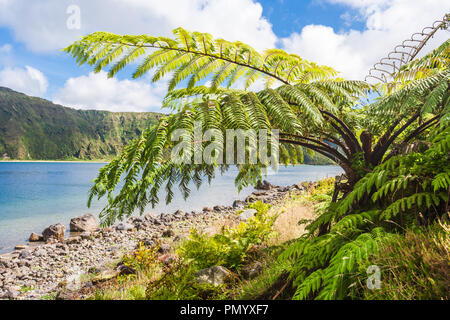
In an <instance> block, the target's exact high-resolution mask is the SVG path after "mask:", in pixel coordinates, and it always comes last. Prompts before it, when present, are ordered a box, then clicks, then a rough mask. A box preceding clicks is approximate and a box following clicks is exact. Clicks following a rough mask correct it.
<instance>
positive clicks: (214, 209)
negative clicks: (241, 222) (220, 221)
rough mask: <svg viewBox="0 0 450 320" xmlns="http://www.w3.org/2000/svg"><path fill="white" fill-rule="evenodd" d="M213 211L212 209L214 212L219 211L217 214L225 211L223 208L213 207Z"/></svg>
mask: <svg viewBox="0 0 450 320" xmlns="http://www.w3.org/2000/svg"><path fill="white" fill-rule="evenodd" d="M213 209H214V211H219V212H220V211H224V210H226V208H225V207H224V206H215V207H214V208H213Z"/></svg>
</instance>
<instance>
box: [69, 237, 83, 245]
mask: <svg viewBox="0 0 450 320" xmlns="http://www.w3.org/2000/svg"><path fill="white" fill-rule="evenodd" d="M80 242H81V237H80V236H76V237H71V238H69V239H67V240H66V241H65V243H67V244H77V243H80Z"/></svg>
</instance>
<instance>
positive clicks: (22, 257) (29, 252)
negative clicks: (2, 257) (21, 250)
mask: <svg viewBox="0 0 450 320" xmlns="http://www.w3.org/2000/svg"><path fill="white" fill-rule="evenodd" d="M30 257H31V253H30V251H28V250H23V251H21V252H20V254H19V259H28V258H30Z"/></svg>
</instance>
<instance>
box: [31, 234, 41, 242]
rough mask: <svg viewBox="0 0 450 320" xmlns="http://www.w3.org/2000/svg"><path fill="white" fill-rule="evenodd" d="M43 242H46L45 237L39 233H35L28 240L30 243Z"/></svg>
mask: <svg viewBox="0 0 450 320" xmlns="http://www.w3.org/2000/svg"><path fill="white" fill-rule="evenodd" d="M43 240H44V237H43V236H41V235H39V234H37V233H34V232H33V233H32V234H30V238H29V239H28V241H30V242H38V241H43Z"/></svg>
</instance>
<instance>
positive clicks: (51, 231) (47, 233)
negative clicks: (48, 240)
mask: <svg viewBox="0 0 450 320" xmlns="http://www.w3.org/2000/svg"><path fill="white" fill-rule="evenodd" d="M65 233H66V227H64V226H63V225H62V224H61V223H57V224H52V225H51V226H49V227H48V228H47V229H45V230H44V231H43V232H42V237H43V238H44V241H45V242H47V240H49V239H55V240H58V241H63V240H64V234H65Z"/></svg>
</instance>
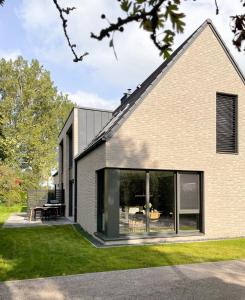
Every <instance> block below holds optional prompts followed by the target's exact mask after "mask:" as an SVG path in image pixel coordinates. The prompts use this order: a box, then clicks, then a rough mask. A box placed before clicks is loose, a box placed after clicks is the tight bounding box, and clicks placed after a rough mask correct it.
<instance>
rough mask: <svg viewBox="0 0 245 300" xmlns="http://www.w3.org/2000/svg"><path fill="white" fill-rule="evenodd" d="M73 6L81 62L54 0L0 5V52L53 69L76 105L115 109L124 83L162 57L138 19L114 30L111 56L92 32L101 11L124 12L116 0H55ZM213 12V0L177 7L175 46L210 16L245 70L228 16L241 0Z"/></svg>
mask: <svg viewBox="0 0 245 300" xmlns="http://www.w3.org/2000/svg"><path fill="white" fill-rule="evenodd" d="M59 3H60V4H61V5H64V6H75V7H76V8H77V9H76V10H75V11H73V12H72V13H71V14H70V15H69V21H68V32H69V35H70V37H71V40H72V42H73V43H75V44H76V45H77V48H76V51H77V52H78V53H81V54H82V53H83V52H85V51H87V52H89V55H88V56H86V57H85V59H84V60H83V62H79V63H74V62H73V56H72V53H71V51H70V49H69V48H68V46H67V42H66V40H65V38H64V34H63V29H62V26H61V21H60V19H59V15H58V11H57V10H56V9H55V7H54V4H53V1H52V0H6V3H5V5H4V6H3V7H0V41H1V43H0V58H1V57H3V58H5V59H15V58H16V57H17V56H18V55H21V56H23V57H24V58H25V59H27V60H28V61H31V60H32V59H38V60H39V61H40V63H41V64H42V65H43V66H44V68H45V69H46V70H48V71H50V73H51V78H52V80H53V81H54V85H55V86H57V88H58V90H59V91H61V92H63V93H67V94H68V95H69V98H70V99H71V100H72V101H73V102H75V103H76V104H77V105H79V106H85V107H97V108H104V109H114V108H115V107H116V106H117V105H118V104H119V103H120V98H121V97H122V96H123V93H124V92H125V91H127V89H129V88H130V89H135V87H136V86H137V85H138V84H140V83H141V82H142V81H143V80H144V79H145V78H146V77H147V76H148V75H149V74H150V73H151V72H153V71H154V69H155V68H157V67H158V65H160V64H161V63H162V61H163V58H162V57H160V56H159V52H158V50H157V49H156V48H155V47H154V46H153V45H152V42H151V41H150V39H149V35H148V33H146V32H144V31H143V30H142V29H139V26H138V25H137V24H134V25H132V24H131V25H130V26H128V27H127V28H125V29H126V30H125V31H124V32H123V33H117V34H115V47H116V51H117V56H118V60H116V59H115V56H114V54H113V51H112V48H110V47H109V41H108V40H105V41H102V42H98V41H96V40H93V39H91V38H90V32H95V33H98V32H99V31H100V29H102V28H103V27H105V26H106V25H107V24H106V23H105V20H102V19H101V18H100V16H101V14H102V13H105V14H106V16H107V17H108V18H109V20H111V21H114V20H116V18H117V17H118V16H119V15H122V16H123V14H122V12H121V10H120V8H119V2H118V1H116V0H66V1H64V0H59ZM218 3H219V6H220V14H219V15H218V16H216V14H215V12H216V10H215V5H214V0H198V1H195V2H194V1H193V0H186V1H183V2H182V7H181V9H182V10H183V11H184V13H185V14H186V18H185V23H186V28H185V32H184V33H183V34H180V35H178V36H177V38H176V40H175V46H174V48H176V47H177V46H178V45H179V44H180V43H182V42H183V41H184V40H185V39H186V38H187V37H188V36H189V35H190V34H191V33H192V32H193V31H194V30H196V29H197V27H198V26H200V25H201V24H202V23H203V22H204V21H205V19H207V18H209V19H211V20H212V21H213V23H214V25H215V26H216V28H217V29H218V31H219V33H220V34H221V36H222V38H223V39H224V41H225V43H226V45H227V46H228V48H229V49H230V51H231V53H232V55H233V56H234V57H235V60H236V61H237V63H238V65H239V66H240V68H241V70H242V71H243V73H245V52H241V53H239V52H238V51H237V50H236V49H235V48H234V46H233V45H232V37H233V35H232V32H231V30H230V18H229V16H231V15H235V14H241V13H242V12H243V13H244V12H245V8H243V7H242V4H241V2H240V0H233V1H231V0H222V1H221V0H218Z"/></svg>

● Problem to solve
Can you copy out every row above verbatim, leaving out the pictures?

● Answer to the exercise
In an <instance> block, the target's exact high-resolution mask is the SVG path after "mask:", in pixel coordinates, and it always comes last. Prompts before it, when present, are ordered a box, then clicks, then a rough mask. A box preceding clicks is approximate and a box following clicks is exact. Clicks following a rough mask correct it.
<instance>
positive clicks: (214, 209)
negative clicks: (241, 222) (220, 221)
rough mask: <svg viewBox="0 0 450 320" xmlns="http://www.w3.org/2000/svg"><path fill="white" fill-rule="evenodd" d="M213 211L212 209L214 212L219 211L217 214L225 211L223 208L213 207Z"/></svg>
mask: <svg viewBox="0 0 450 320" xmlns="http://www.w3.org/2000/svg"><path fill="white" fill-rule="evenodd" d="M213 209H214V211H219V212H220V211H224V210H226V208H225V207H224V206H215V207H214V208H213Z"/></svg>
</instance>
<instance>
box: [69, 237, 83, 245]
mask: <svg viewBox="0 0 450 320" xmlns="http://www.w3.org/2000/svg"><path fill="white" fill-rule="evenodd" d="M80 242H81V237H80V236H76V237H71V238H69V239H67V240H66V241H65V243H67V244H77V243H80Z"/></svg>
</instance>
<instance>
positive clicks: (22, 257) (29, 252)
negative clicks: (2, 257) (21, 250)
mask: <svg viewBox="0 0 450 320" xmlns="http://www.w3.org/2000/svg"><path fill="white" fill-rule="evenodd" d="M30 257H31V253H30V251H28V250H23V251H21V252H20V254H19V259H28V258H30Z"/></svg>
</instance>
<instance>
box: [31, 234, 41, 242]
rough mask: <svg viewBox="0 0 450 320" xmlns="http://www.w3.org/2000/svg"><path fill="white" fill-rule="evenodd" d="M43 242H46L45 237L39 233H35L28 240L30 243Z"/></svg>
mask: <svg viewBox="0 0 450 320" xmlns="http://www.w3.org/2000/svg"><path fill="white" fill-rule="evenodd" d="M43 240H44V237H43V236H41V235H39V234H37V233H34V232H33V233H32V234H30V238H29V239H28V241H30V242H38V241H43Z"/></svg>
</instance>
<instance>
positive clicks: (51, 231) (47, 233)
negative clicks: (48, 240)
mask: <svg viewBox="0 0 450 320" xmlns="http://www.w3.org/2000/svg"><path fill="white" fill-rule="evenodd" d="M65 233H66V227H64V226H63V225H62V224H61V223H57V224H52V225H51V226H49V227H48V228H47V229H45V230H44V231H43V232H42V237H43V238H44V241H45V242H47V240H49V239H55V240H58V241H63V240H64V234H65Z"/></svg>
</instance>
Every <instance> block below holds optional prompts followed by the target's exact mask after "mask:" as an SVG path in image pixel coordinates. The prompts use this order: a box, then clicks, then a rough mask. A box placed before clicks is loose, a box placed after clicks is the tight bounding box, and clicks placed after a rough mask correct it.
<instance>
rough mask: <svg viewBox="0 0 245 300" xmlns="http://www.w3.org/2000/svg"><path fill="white" fill-rule="evenodd" d="M73 6L81 62L54 0L0 5V52L53 69L76 105L115 109L124 83L162 57L138 19L114 30L111 56L92 32L101 11L124 12L116 0H55ZM213 12V0L177 7L175 46L210 16L245 70L228 16L241 0Z"/></svg>
mask: <svg viewBox="0 0 245 300" xmlns="http://www.w3.org/2000/svg"><path fill="white" fill-rule="evenodd" d="M59 3H60V4H61V5H64V6H75V7H76V8H77V9H76V10H75V11H73V12H72V13H71V14H70V15H69V21H68V32H69V35H70V37H71V40H72V42H73V43H75V44H76V45H77V48H76V51H77V52H78V53H81V54H82V53H83V52H85V51H87V52H89V55H88V56H86V57H85V59H84V60H83V62H79V63H74V62H73V56H72V53H71V51H70V49H69V48H68V46H67V42H66V40H65V38H64V34H63V29H62V26H61V21H60V19H59V15H58V11H57V10H56V9H55V7H54V4H53V1H52V0H6V3H5V5H4V6H3V7H0V41H1V43H0V58H1V57H3V58H5V59H15V58H16V57H17V56H18V55H21V56H23V57H24V58H25V59H27V60H28V61H31V60H32V59H38V60H39V61H40V63H41V64H42V65H43V66H44V68H45V69H46V70H48V71H50V73H51V78H52V80H53V81H54V85H55V86H57V88H58V90H59V91H61V92H63V93H67V94H68V95H69V98H70V99H71V100H72V101H73V102H75V103H76V104H77V105H79V106H85V107H97V108H104V109H114V108H115V107H116V106H117V105H118V104H119V103H120V98H121V97H122V96H123V93H124V92H125V91H127V89H129V88H130V89H135V87H136V86H137V85H138V84H140V83H141V82H142V81H143V80H144V79H145V78H146V77H147V76H148V75H149V74H150V73H151V72H153V71H154V69H155V68H157V67H158V65H160V64H161V63H162V61H163V58H162V57H160V56H159V52H158V50H157V49H156V48H155V47H154V46H153V45H152V42H151V41H150V39H149V35H148V33H146V32H144V31H143V30H142V29H139V26H138V25H137V24H134V25H132V24H131V25H130V26H128V27H127V28H125V29H126V30H125V31H124V32H123V33H117V34H115V47H116V51H117V56H118V60H116V59H115V56H114V54H113V51H112V48H110V47H109V41H108V40H105V41H102V42H98V41H96V40H93V39H91V38H90V32H95V33H98V32H99V31H100V29H102V28H103V27H105V26H106V25H107V24H106V23H105V20H102V19H101V18H100V16H101V14H102V13H105V14H106V16H107V17H108V18H109V20H111V21H114V20H116V18H117V17H118V16H119V15H122V16H123V14H122V12H121V10H120V8H119V2H118V1H116V0H66V1H64V0H59ZM218 3H219V6H220V14H219V15H218V16H216V14H215V12H216V10H215V5H214V0H198V1H195V2H194V1H193V0H186V1H183V2H182V7H181V9H182V10H183V11H184V13H185V14H186V18H185V23H186V28H185V32H184V33H183V34H180V35H178V36H177V38H176V40H175V46H174V48H176V47H177V46H178V45H179V44H180V43H182V42H183V41H184V40H185V39H186V38H187V37H188V36H189V35H190V34H191V33H192V32H193V31H194V30H196V29H197V27H198V26H200V25H201V24H202V23H203V22H204V21H205V19H207V18H209V19H211V20H212V21H213V23H214V25H215V26H216V28H217V29H218V31H219V33H220V34H221V36H222V38H223V39H224V41H225V43H226V45H227V46H228V48H229V49H230V51H231V53H232V55H233V56H234V57H235V60H236V61H237V63H238V65H239V66H240V68H241V70H242V71H243V73H245V52H241V53H239V52H238V51H237V50H236V49H235V48H234V46H233V45H232V37H233V35H232V32H231V30H230V18H229V16H231V15H235V14H241V13H242V12H243V13H244V12H245V8H243V7H242V4H241V2H240V0H233V1H231V0H222V1H221V0H218Z"/></svg>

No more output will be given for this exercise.